Given exercise: Based on the passage on the cobalt acetate decomposition study, explain in one to three sentences why the starting powder was prepared in four forms with different deuteration.
-- Start of Selected passage --
This study by Grimes and Fitch using the ILL neutron source (J. Mater. Chem. 1, 461 (1991)) is a nice example of how one can extract additional information concerning specific parts of a structure by selective deuteration. The study was of the decomposition of cobalt acetate hydrate (Co(CH₃CO₂)₂.4H₂O) into cobalt oxide, CoO, as it is heated up from room temperature to 600°C. The initial starting powder could be made in 4 alternative forms:

1.	(Co(CH₃CO₂)₂.4H₂O)	no deuteration (i.e. hydrogenated form)
2.	(Co(CD₃CO₂)₂.4H₂O)	deuterated acetate groups
3.	(Co(CH₃CO₂)₂.4D₂O)	deuterated water
4.	(Co(CD₃CO₂)₂.4D₂O)	fully deuterated

The in-situ neutron diffraction patterns obtained in these 4 cases were very different as seen in the next figure in which, for visual comparison purposes, the maximum heights of each sequence have been made similar:

click on image to enlarge (186 kB)
-- End of Selected passage --
-- Start of Raw data --
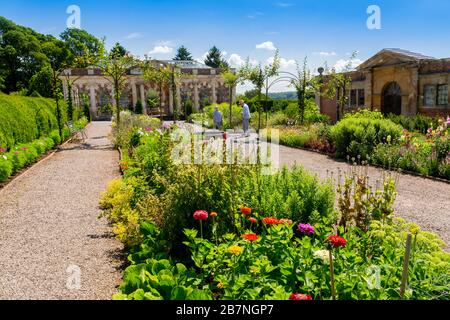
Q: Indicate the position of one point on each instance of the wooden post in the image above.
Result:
(405, 266)
(333, 290)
-- End of Raw data --
Finished answer: Deuterating only the acetate groups, only the water, both, or neither is selective deuteration, which the passage presents as a way to extract additional information about specific parts of a structure. The in-situ neutron diffraction patterns from the four forms were very different as the compound was heated from room temperature to 600°C and decomposed into CoO.